Tugas Anda — Ubah "stetoskop" menjadi "termometer" pada bagian teks tentang profesi dokter di bawah ini, dari "Masih menjadi PR" sampai "melakukan tindakan pengobatan.", lalu tuliskan kembali bagian itu.

Masih menjadi PR saya untuk mengelaborasi statement Cak Nun tentang pikiran yang ada ketika sedang menempelkan stetoskop, meracik puyer, atau melakukan tindakan pengobatan.

Dalam suasana kapitalistik di sekitar kita pasti segala sesuatu dihubungkan dengan uang. Mulai dari hal-hal yang kita temui sehari-hari seperti konten di medsos, kesenian, pendidikan hingga masalah kesehatan. Masalah kesehatan sebagian akan melibatkan profesi dokter. Menurut para nenek moyang ilmu kedokteran, profesi dokter adalah profesi yang ‘luhur’. Timbul pertanyaan apakah keluhuran profesi dokter itu masih tersisa di era sekarang ini?

Dalam diskusi pagi sebelum menyapa ‘guru-guru’ saya, ada satu masalah dialami guru saya yang bernama ‘Arina’. Gadis kecil lucu yang terpaksa harus terbaring karena leukemia yang dideritanya. Sebenarnya Arina sudah menjalani pengobatan atas penyakitnya, tetapi di perjalanan pengobatannya penyakitnya kambuh. Perjalanan pengobatan baru sampai 25% dari total waktu pengobatan. Dari referensi saya dapatkan bahwa early relapse (kambuhnya penyakit di awal pengobatan) akan berdampak pada tingkat kesembuhan penyakitnya. Maka, ketika diketahui bahwa Arina kambuh di seperempat pengobatannya, teman-teman satu tim memutuskan menaikkan level pengobatannya.

Entri Hasil Ekstraksi —
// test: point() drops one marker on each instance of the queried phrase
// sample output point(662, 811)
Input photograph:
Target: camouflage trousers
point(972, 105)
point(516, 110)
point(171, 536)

--

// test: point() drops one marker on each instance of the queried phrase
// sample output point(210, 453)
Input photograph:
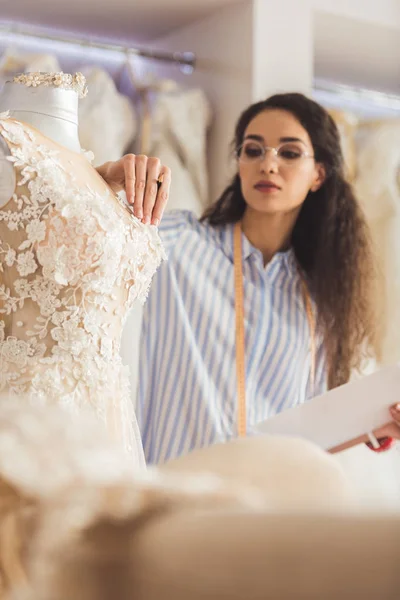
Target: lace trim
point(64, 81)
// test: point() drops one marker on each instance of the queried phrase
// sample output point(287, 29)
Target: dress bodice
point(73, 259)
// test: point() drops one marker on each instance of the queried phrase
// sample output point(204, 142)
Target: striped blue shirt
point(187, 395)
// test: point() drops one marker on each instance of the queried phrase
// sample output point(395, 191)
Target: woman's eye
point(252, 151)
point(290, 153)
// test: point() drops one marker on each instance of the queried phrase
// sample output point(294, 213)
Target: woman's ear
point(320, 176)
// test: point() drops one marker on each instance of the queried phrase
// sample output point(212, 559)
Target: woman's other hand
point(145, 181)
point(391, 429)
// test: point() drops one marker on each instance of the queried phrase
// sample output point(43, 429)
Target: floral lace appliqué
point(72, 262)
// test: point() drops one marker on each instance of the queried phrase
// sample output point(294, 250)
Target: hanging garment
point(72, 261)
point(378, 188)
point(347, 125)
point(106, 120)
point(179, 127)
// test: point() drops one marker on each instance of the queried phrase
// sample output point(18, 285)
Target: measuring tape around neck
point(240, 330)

Jawaban Latihan —
Masih menjadi PR saya untuk mengelaborasi statement Cak Nun tentang pikiran yang ada ketika sedang menempelkan termometer, meracik puyer, atau melakukan tindakan pengobatan.